(Some entries)
——

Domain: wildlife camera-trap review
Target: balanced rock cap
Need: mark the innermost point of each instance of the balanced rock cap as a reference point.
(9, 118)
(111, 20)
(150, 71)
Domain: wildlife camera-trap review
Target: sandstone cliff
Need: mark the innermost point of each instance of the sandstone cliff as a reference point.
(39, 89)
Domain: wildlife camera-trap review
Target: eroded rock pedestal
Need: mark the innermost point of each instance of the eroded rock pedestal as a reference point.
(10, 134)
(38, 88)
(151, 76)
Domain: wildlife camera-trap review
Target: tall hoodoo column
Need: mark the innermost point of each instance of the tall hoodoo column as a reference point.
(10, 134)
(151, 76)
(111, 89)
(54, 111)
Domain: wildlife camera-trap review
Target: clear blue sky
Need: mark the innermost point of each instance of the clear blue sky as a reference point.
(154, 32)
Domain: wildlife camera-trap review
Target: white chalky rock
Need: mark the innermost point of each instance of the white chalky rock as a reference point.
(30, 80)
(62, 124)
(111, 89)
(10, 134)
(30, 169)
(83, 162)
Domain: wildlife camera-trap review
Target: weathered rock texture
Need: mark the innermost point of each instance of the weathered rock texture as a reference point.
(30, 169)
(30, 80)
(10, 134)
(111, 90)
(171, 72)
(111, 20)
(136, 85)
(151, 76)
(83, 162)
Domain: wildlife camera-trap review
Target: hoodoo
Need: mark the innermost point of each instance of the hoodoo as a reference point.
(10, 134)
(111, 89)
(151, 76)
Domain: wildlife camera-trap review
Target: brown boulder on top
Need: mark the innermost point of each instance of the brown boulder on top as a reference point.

——

GOAL OF THE EXERCISE: Reproduce every one of the entries above line for line, with no changes.

RESPONSE TO THE TASK:
Domain: wildlife camera-trap review
Target: balanced rock cap
Need: mark the innermost point of each instance of the balanced rock cap as a reference point.
(9, 118)
(111, 20)
(150, 71)
Domain: wildlife camera-trap review
Target: sandstone cliff
Need: mark the innermost point of each instance of the sandstone cliff as a reference point.
(39, 89)
Domain: wildlife camera-trap review
Target: eroded rock pedestal
Need: mark the innermost point of each instance of the eroded rock pedestal as a reference point.
(10, 134)
(38, 88)
(151, 76)
Domain: wildlife camera-trap review
Target: tall hoodoo column
Need: mark the innermost point of each instance of the tall hoodoo column as a reference point.
(10, 134)
(151, 76)
(111, 89)
(54, 111)
Domain: wildlife camera-trap review
Target: clear blue sky
Need: mark the innermost point of each instance of the clear blue sky as a reference point.
(154, 32)
Domain: wildlife camera-trap review
Target: white chalky rock
Need: mark the innermost point of each instance of the white chalky rock as a reference point.
(30, 80)
(62, 124)
(111, 89)
(10, 134)
(30, 169)
(83, 162)
Domain: wildlife camera-trap review
Target: weathered rock texture
Need: mark the innermost point of each instance of the weathered rock texture as a reference point.
(30, 169)
(30, 80)
(10, 134)
(111, 90)
(171, 72)
(111, 20)
(136, 85)
(151, 76)
(83, 162)
Domain: wildlife camera-trap review
Target: hoodoo
Need: mark the innermost point of each instance of the hoodoo as a reference point.
(10, 134)
(111, 89)
(151, 76)
Domain: wildlife camera-trap review
Target: brown boulder on top
Need: mark the innermost point of each instance of the brown boulder on top as a reference point.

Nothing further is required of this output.